• _O QUE SE PEDE_:
Pode atualizar o texto sobre o Palácio Topkapi entre "Varanda com vista" e "paredes e janelas.", inclusive, trocando "azulejos" por "ladrilhos"?

• _TRECHO SELECIONADO_:

O palácio foi inaugurado em 1465, logo depois da conquista de Constantinopla, e serviu de trono para os sultões turcos até 1856, quando o sultão da época optou por um outro palácio mais ao estilo europeu. Você bastante tempo por jardins até chegar ao palácio propriamente dito, que na verdade é espalhado por vários prédios menores, em vez de ser tudo concentrado numa construção só. Há varandas, água correndo, mirantes, etc.
Áreas abertas no Palácio Topkapi.
Varanda com vista para o Estreito do Bósforo.
O sol nas varandas e jardins.
Jardins do palácio.
Jardins do palácio.
Áreas abertas no Palácio Topkapi, com vista para a cidade.

As saletas pra você entrar são inúmeras dentro desse complexo, embora nem todas elas estejam acessíveis ao público. Os interiores são um banho de arte islâmica, com os azulejos e seus motivos florais (de onde Portugal e, em seguida, nós adquirimos o hábito), caligrafia árabe, pátios internos e cômodos atapetados.
Corredores internos decorados.
Pia no interior decorada com ouro. Paredes todas revistidas com azulejos em motivos florais.
Pátios internos e muitas janelas para manter os cômodos arejados.
Interior atapetado, e mais decoração nas paredes e janelas.

Uma área particularmente interessante é o harem. Lá morava a mãe do sultão. É isso mesmo. O harem não é puteiro, mas sim a residência da família real. O tchan que o difere das residências reais europeias é que havia várias esposas (o islã permite até quatro) e um sem-número de concubinas. São centenas de cômodos, tais como banhos, aposentos individuais, salas coletivas, além de varandas fechadas. Tudo era guardado e administrado pelos famosos eunucos negros, trazidos ainda meninos (e já cortados) da Abissínia e da Núbia (hoje Etiópia e Sudão). Esses escravos eram tradicionalmente castrados por clérigos cristãos coptas aos oito anos, e perdiam tanto os testículos quanto o pênis, que era substituído por um bambu (me dá agonia só de escrever isso).

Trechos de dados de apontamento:
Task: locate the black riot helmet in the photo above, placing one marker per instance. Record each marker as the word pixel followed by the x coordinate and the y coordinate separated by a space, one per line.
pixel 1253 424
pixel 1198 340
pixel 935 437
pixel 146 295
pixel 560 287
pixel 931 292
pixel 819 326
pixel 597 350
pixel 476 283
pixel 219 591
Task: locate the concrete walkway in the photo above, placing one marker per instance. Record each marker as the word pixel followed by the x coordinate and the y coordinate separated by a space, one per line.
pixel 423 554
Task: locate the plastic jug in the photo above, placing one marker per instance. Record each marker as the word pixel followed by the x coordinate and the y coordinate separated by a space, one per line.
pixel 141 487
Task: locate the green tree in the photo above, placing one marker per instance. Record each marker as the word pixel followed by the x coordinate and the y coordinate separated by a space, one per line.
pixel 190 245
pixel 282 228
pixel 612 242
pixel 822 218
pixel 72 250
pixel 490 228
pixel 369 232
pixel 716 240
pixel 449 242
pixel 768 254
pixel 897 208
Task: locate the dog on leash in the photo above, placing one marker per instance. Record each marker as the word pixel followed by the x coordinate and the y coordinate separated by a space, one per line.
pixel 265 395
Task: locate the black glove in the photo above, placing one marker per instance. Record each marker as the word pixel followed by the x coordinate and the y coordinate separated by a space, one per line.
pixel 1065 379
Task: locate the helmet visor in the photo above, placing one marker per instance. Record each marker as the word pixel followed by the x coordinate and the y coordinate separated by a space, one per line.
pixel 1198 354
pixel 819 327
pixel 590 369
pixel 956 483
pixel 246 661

• _RESOLUÇÃO_:
Varanda com vista para o Estreito do Bósforo.
O sol nas varandas e jardins.
Jardins do palácio.
Jardins do palácio.
Áreas abertas no Palácio Topkapi, com vista para a cidade.

As saletas pra você entrar são inúmeras dentro desse complexo, embora nem todas elas estejam acessíveis ao público. Os interiores são um banho de arte islâmica, com os ladrilhos e seus motivos florais (de onde Portugal e, em seguida, nós adquirimos o hábito), caligrafia árabe, pátios internos e cômodos atapetados.
Corredores internos decorados.
Pia no interior decorada com ouro. Paredes todas revistidas com ladrilhos em motivos florais.
Pátios internos e muitas janelas para manter os cômodos arejados.
Interior atapetado, e mais decoração nas paredes e janelas.